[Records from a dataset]
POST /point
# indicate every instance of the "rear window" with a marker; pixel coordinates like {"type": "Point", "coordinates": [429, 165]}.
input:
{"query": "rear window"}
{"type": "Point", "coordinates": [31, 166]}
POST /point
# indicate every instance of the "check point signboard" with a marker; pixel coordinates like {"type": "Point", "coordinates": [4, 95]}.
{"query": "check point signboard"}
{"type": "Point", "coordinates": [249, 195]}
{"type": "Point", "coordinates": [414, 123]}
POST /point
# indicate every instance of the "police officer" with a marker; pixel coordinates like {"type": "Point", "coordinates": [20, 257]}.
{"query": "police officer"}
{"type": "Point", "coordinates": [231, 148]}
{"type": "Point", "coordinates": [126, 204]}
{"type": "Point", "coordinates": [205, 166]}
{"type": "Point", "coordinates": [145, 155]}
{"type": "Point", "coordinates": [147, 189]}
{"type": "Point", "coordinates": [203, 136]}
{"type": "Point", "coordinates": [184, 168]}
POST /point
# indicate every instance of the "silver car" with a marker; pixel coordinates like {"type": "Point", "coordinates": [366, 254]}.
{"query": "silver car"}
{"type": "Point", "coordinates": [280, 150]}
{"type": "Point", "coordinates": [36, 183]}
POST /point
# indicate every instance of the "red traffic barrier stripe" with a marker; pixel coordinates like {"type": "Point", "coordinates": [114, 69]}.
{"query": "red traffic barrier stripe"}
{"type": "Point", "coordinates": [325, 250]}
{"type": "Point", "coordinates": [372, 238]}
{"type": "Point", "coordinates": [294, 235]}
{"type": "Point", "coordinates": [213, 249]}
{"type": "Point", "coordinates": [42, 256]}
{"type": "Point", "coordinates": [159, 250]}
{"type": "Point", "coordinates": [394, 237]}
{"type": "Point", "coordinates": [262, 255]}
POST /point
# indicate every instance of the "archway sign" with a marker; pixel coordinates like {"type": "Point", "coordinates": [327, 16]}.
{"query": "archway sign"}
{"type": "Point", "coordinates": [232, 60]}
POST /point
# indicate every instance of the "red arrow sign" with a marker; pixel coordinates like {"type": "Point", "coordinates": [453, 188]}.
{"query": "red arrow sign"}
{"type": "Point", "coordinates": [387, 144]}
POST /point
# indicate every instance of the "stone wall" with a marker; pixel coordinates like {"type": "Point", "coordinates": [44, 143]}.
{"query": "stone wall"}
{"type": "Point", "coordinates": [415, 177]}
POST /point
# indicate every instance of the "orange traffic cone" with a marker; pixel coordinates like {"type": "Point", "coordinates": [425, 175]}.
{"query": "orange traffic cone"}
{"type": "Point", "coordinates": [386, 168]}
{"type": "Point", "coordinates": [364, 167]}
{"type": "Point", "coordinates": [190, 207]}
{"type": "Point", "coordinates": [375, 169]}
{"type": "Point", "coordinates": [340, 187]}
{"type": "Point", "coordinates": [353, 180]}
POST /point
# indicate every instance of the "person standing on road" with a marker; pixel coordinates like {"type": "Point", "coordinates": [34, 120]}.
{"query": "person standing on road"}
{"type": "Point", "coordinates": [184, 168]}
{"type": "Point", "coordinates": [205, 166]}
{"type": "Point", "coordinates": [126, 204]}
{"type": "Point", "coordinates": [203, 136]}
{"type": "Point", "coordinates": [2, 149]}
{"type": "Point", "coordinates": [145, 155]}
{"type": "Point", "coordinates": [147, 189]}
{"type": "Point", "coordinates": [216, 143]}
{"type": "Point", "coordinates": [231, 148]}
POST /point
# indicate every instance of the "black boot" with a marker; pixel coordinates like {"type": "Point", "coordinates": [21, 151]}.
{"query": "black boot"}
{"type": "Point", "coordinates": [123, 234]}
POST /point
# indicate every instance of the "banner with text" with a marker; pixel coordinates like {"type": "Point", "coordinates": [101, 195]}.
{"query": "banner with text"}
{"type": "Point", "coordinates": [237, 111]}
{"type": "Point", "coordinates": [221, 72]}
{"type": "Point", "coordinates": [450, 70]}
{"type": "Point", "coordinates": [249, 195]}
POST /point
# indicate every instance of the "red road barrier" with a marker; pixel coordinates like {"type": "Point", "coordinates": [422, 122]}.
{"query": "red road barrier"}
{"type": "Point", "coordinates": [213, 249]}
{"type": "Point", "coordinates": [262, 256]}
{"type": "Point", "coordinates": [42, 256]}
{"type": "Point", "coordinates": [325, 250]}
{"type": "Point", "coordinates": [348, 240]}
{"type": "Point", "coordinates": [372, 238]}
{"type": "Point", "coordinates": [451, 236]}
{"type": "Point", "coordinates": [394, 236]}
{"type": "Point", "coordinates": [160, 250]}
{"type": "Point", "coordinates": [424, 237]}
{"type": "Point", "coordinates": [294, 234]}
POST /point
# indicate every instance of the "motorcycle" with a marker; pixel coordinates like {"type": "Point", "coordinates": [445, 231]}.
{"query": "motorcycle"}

| Task statement |
Which of the lines above hold the string "motorcycle"? Copy each one.

| The answer |
# indicate every instance of the "motorcycle" with a marker; pixel coordinates like {"type": "Point", "coordinates": [445, 231]}.
{"query": "motorcycle"}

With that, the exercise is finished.